Description of the task >>
Print exactly the lines from the one containing "point: the white headband in this photo" through the last line of the listing, both included.

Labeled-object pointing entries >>
--- START ---

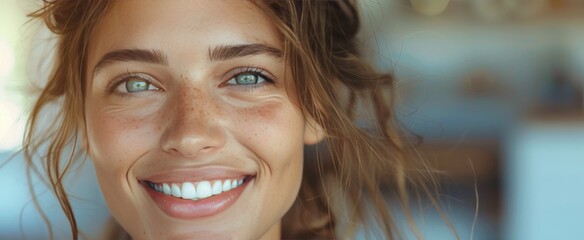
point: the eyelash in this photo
(269, 79)
(111, 89)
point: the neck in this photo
(274, 233)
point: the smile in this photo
(195, 199)
(196, 190)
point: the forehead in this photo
(180, 26)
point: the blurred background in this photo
(494, 87)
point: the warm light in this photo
(430, 7)
(6, 60)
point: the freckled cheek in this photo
(273, 131)
(117, 140)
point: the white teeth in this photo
(175, 190)
(166, 189)
(217, 187)
(188, 191)
(197, 190)
(226, 185)
(204, 189)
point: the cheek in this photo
(115, 141)
(272, 130)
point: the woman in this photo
(196, 115)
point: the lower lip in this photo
(189, 209)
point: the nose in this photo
(193, 125)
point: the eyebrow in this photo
(218, 53)
(227, 52)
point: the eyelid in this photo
(119, 80)
(269, 77)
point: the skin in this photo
(192, 116)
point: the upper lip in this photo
(195, 174)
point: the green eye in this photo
(247, 79)
(137, 85)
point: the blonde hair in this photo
(350, 169)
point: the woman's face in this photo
(188, 122)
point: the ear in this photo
(313, 132)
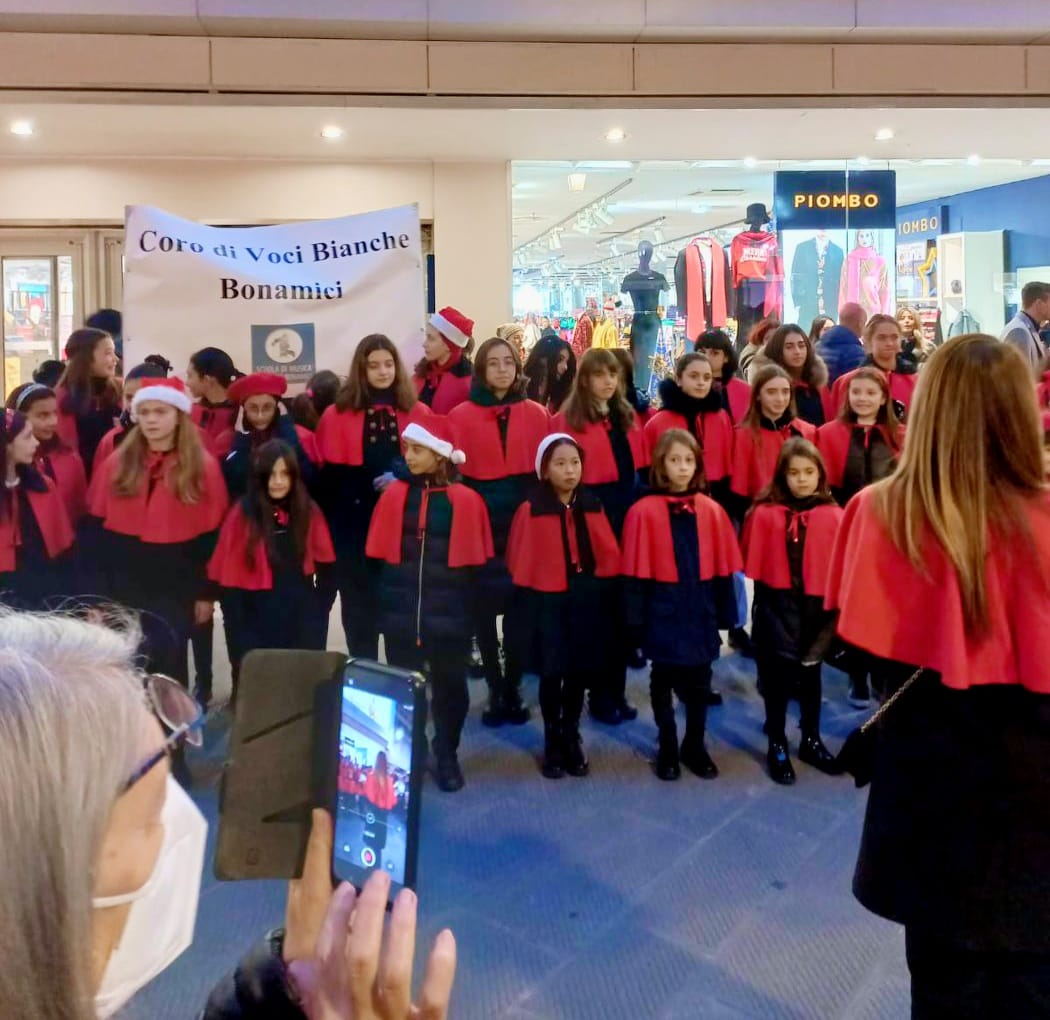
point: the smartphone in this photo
(380, 754)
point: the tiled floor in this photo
(616, 896)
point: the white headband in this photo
(546, 443)
(417, 434)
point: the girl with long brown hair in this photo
(273, 554)
(358, 439)
(941, 573)
(155, 506)
(499, 430)
(88, 393)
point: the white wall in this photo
(469, 205)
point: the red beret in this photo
(257, 384)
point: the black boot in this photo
(779, 763)
(812, 750)
(447, 773)
(740, 640)
(492, 715)
(515, 710)
(693, 754)
(553, 762)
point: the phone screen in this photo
(373, 809)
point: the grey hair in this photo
(70, 719)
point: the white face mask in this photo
(160, 924)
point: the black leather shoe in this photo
(448, 775)
(698, 762)
(604, 712)
(812, 751)
(779, 763)
(627, 711)
(575, 761)
(740, 641)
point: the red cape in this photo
(649, 550)
(230, 567)
(339, 438)
(764, 545)
(755, 453)
(739, 398)
(159, 517)
(469, 544)
(477, 433)
(833, 441)
(600, 464)
(715, 437)
(536, 554)
(70, 479)
(902, 387)
(53, 520)
(890, 609)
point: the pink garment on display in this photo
(865, 280)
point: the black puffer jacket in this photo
(422, 590)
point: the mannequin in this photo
(865, 278)
(815, 270)
(644, 286)
(701, 283)
(757, 272)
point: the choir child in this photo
(679, 553)
(499, 430)
(432, 536)
(358, 440)
(273, 550)
(788, 541)
(564, 560)
(36, 535)
(155, 506)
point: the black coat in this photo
(678, 624)
(957, 833)
(422, 582)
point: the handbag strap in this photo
(890, 701)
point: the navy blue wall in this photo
(1019, 208)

--- END ---

Final result >>
point: the white headband in this photo
(546, 443)
(417, 434)
point: the girl with long brown hair in this photo
(273, 554)
(358, 439)
(941, 573)
(155, 506)
(499, 430)
(88, 393)
point: the white wall in this photo
(469, 205)
point: the red beret in this photo
(257, 384)
point: the black boot in this photo
(779, 763)
(812, 750)
(447, 773)
(740, 640)
(492, 715)
(515, 710)
(693, 754)
(553, 762)
point: the phone screen in this photo
(373, 809)
point: the grey hair in this photo
(70, 719)
point: the white face mask in this photo
(160, 924)
point: the black leather shoe in this photo
(448, 775)
(698, 762)
(604, 712)
(812, 751)
(779, 763)
(627, 711)
(575, 761)
(740, 641)
point: the red cape in this photo
(649, 550)
(230, 567)
(339, 438)
(764, 545)
(755, 453)
(739, 398)
(159, 517)
(469, 544)
(477, 433)
(833, 441)
(600, 464)
(715, 437)
(536, 554)
(70, 479)
(902, 387)
(53, 520)
(890, 609)
point: the pink garment on display in this photo
(865, 280)
point: the black puffer jacket in this photo
(422, 590)
point: the mannequin in this photo
(865, 278)
(815, 270)
(644, 286)
(701, 283)
(757, 272)
point: the choir child in this photo
(679, 553)
(499, 430)
(432, 536)
(358, 440)
(273, 550)
(788, 541)
(564, 560)
(36, 535)
(155, 506)
point: the black coat in this photo
(678, 624)
(957, 833)
(422, 582)
point: the handbag strap in this photo
(890, 701)
point: the navy blue wall in this photo
(1019, 208)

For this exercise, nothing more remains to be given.